(LISTED RECORDS)

* * *

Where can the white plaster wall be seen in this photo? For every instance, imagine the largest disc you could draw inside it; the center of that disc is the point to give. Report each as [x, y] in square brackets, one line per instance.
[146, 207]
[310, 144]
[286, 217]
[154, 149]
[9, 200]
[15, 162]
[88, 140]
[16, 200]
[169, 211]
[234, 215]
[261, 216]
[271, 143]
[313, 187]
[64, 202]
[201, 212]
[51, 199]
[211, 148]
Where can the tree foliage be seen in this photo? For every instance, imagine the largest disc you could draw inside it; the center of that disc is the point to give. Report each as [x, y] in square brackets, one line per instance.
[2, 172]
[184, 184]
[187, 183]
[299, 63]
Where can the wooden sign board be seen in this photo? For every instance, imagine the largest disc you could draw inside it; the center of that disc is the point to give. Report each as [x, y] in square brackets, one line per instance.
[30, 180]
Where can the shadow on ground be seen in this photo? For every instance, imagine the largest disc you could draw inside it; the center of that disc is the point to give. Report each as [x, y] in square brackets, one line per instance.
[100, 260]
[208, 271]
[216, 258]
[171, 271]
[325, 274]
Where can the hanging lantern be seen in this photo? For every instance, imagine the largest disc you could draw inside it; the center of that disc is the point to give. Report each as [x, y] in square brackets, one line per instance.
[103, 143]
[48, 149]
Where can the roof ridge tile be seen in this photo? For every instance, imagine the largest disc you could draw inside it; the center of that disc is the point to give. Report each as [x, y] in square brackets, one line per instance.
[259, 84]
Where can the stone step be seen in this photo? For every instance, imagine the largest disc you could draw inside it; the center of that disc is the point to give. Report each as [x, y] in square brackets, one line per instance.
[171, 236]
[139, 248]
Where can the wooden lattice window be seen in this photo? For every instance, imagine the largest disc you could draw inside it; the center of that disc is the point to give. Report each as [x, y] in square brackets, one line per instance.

* * *

(WHAT THE EXERCISE ASKS)
Copy out the full set of entries without altering anything.

(EXERCISE SOLUTION)
Where can the white plaster wall be seen in this photo? For every instance, imagine the largest disc you could draw inside it; the center of that disc is the point to give. Report each as [x, y] in square brackets, one line per instance.
[146, 207]
[310, 144]
[286, 217]
[154, 149]
[9, 200]
[15, 162]
[88, 140]
[16, 200]
[169, 211]
[234, 215]
[261, 216]
[271, 143]
[313, 187]
[64, 202]
[201, 212]
[51, 199]
[211, 148]
Where can the tree foliage be seen in this photo? For every instance, imagine the largest disc you could draw inside it; the center of that disc is the point to give. Report each as [x, y] in square brackets, one line per instance.
[2, 172]
[184, 184]
[187, 183]
[299, 63]
Where can the wooden sign board be seen in this photo? For every instance, imagine the largest disc you could draw inside it; the center of that disc is the point to give. Report each as [x, y] in square brackets, one line per instance.
[30, 180]
Where can the shadow on ground be seen in this photo? For every instance, imagine the largest disc you could draw inside it; the center of that disc is the point to give. Report each as [x, y] in square brackets, one line per instance.
[100, 260]
[208, 271]
[216, 258]
[171, 271]
[325, 274]
Where can the hanging lantern be seen in this photo? For every instance, imagine the largest disc you could draw inside it; the center of that disc is the point to give. Report each as [x, y] in square brackets, one line per instance.
[103, 143]
[48, 149]
Where can the roof ridge tile be seen in this photo? For every instance, imagine the largest disc you could draw inside it; the center of that disc is the point to give. Report each as [x, y] in square brackets, one line per instance.
[259, 84]
Where can the stone step be seen in this photo? For every instance, imagine the largest disc you could draw inside it; the center of that disc is the point to give. Report each as [x, y] in square brackets, one line per instance.
[171, 236]
[139, 248]
Where can the wooden lattice window be seen in this photo? For every instance, imagine the largest disc you could draw inside it; the center of that disc is the point to give. Report each as [x, y] in square brackets, one line per instance.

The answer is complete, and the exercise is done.